> PROBLEM REQUIREMENTS
Return the records below from the line containing "the grass turf" onward, exactly, through and including the last line.

> EXTRACTED ENTRIES

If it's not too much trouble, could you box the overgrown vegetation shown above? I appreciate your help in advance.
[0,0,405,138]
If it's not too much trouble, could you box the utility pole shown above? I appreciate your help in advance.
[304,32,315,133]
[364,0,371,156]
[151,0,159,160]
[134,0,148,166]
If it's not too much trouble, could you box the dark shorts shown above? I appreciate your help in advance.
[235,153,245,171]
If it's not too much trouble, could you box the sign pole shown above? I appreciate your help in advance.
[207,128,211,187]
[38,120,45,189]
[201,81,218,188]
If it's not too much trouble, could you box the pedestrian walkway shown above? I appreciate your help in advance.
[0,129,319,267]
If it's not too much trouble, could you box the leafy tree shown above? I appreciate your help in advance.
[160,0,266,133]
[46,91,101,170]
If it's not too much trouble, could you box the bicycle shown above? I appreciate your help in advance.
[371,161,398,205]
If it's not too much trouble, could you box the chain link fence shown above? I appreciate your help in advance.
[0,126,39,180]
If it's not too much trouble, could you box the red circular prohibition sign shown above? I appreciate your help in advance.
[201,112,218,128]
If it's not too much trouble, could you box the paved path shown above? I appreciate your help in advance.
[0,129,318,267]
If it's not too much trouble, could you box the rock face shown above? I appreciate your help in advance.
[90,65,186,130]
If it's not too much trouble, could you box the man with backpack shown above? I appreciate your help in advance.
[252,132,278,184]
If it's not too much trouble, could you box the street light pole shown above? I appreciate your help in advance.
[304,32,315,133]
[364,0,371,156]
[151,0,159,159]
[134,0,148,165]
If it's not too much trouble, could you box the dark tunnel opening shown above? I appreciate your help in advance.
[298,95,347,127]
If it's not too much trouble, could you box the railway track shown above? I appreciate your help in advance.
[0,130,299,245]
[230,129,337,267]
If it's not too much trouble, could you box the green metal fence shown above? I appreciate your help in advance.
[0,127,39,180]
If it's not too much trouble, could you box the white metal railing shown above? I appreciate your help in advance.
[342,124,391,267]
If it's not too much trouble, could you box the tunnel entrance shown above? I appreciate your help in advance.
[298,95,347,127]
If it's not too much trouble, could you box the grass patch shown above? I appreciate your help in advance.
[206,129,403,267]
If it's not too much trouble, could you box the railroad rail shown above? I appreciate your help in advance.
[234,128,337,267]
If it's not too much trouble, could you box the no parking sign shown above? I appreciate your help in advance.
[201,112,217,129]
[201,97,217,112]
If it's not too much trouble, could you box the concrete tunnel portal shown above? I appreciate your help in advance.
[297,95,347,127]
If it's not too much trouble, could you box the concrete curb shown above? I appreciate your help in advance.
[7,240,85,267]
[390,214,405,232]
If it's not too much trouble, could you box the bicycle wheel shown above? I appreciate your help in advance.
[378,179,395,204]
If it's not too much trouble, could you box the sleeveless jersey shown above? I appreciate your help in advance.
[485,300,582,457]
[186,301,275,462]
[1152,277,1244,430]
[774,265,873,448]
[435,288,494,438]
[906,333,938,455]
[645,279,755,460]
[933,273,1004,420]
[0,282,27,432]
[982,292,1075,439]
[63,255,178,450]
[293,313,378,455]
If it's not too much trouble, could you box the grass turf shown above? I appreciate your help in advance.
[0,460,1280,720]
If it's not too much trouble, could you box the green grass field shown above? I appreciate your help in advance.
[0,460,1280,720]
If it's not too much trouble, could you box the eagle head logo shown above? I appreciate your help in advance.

> EXERCISE SOLUTION
If it's not too much trouble, could you box the grass turf shown above? I appreciate your help in advance.
[0,460,1280,720]
If it's not too much trouble, could you box the green grass field shown above? I appreciate your help in advance.
[0,460,1280,720]
If it's not too much trouble, could you box the eagle head logo shown above? I appreciate your help in advance.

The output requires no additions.